**WHAT YOU NEED TO DO:** Everything from the line with "the dark foreground" to the end of the data should be restated word for word, and nothing before it.

**INFORMATION SHOWN:**

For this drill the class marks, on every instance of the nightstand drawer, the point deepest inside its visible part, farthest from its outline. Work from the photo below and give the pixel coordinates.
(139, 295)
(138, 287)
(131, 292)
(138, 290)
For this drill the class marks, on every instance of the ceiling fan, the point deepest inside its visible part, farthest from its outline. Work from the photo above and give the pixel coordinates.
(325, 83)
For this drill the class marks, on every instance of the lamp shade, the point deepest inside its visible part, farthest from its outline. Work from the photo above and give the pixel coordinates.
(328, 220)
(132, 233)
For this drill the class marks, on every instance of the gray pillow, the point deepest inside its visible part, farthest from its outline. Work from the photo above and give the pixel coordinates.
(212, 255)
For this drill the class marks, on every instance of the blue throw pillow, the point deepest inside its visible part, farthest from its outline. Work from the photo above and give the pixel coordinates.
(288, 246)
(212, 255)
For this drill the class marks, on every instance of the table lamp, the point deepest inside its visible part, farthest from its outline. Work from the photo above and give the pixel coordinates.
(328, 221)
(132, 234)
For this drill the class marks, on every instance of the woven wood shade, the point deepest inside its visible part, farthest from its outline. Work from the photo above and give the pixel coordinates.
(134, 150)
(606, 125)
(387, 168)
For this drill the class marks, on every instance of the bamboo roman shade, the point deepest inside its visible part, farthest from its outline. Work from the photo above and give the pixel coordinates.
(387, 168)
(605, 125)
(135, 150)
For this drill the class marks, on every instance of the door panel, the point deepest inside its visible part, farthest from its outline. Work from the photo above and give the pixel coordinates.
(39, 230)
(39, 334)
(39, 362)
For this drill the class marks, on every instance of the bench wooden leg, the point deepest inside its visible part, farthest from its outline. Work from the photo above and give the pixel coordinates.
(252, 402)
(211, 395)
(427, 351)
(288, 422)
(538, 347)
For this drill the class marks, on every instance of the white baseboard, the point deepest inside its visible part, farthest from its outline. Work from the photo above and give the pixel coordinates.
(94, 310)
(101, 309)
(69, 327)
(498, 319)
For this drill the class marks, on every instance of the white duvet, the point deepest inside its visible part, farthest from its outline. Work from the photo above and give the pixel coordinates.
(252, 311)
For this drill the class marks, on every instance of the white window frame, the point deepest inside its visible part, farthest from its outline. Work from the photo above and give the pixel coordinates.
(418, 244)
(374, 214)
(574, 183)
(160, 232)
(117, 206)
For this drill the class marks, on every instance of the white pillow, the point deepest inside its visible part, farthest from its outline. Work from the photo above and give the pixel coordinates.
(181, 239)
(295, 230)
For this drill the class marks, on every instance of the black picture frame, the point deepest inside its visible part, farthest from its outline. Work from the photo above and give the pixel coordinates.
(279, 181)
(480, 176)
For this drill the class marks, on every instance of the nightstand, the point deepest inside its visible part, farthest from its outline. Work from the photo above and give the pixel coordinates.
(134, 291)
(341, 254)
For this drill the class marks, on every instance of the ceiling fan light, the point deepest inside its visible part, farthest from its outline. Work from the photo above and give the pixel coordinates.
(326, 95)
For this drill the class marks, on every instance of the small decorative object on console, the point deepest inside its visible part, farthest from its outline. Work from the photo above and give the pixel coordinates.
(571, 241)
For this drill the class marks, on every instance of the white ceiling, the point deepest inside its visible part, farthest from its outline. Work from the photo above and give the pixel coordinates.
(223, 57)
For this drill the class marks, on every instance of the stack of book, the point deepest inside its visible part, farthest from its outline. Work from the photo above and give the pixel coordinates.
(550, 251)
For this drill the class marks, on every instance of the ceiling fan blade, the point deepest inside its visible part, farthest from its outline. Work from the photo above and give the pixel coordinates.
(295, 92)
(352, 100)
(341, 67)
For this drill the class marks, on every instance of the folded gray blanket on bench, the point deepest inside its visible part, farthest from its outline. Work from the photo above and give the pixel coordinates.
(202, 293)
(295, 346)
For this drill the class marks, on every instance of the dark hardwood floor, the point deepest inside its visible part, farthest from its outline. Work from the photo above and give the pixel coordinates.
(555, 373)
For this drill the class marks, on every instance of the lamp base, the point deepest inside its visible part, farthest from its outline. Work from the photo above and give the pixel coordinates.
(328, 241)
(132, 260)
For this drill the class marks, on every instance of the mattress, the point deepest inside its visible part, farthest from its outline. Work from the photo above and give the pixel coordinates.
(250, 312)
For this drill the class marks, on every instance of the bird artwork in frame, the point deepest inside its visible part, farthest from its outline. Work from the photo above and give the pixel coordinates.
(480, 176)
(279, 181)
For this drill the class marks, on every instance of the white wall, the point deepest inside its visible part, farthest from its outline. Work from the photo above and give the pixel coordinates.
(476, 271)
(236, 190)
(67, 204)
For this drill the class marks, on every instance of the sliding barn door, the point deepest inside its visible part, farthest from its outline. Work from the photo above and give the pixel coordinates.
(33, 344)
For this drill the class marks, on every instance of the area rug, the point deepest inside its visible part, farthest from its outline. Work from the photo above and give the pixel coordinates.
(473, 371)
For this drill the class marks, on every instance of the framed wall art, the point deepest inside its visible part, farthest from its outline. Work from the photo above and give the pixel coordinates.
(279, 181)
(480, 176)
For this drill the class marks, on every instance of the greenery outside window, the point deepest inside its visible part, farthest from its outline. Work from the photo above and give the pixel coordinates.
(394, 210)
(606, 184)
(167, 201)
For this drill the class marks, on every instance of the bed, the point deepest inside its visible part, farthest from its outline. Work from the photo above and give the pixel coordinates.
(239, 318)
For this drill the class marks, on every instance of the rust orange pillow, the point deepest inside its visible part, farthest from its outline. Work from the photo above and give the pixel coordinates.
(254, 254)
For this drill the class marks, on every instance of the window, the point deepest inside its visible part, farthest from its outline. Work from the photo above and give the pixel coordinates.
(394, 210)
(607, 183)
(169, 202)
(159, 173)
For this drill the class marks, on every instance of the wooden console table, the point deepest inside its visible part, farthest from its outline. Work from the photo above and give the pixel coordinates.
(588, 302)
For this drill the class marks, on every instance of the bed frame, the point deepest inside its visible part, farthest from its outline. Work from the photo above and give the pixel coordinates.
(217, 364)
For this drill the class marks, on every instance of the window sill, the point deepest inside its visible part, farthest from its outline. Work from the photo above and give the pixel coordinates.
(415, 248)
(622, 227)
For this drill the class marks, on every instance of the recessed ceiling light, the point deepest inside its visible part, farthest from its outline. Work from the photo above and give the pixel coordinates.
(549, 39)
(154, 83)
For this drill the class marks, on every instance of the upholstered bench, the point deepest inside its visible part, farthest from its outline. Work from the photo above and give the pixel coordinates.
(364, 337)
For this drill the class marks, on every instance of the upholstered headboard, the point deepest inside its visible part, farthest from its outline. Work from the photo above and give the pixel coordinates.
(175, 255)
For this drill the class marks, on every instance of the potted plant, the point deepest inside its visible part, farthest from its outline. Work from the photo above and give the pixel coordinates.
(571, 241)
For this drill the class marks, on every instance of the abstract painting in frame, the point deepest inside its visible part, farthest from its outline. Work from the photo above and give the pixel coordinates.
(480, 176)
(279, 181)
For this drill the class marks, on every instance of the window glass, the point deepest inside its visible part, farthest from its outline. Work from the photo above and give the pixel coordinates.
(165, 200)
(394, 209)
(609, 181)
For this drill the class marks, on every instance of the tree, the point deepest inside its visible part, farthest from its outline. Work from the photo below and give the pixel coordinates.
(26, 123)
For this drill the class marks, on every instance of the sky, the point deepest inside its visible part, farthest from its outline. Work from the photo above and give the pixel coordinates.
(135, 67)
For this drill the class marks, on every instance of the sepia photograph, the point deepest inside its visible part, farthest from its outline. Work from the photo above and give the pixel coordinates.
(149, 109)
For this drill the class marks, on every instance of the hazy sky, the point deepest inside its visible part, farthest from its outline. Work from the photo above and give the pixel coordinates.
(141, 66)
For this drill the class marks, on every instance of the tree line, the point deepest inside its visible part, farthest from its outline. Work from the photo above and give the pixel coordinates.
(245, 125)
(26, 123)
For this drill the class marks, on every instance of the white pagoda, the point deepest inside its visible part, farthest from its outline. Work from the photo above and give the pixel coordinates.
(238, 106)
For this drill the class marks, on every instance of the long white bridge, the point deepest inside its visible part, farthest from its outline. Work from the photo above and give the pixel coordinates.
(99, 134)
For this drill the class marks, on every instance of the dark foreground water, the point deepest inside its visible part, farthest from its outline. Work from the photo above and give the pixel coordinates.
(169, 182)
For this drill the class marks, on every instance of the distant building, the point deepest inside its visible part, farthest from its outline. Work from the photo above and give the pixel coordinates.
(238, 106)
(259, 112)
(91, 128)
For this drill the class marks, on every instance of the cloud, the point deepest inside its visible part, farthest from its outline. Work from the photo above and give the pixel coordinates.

**SOLUTION TO THIS EXERCISE:**
For this drill the class marks, on every instance of the dark foreground water, the point deepest inside its visible part, farthest from its outline. Work from the photo above and give the pixel coordinates.
(169, 182)
For this drill the class marks, on every instance of the distant building, the point deepest inside its visible part, farthest from its outline. Work from the photo above and give the pixel coordinates.
(238, 106)
(259, 112)
(91, 128)
For this drill the class marks, on every instance of the cloud, the point deepest inside its visible part, farthest from its outline. Work from the photo above and give the pixel coordinates.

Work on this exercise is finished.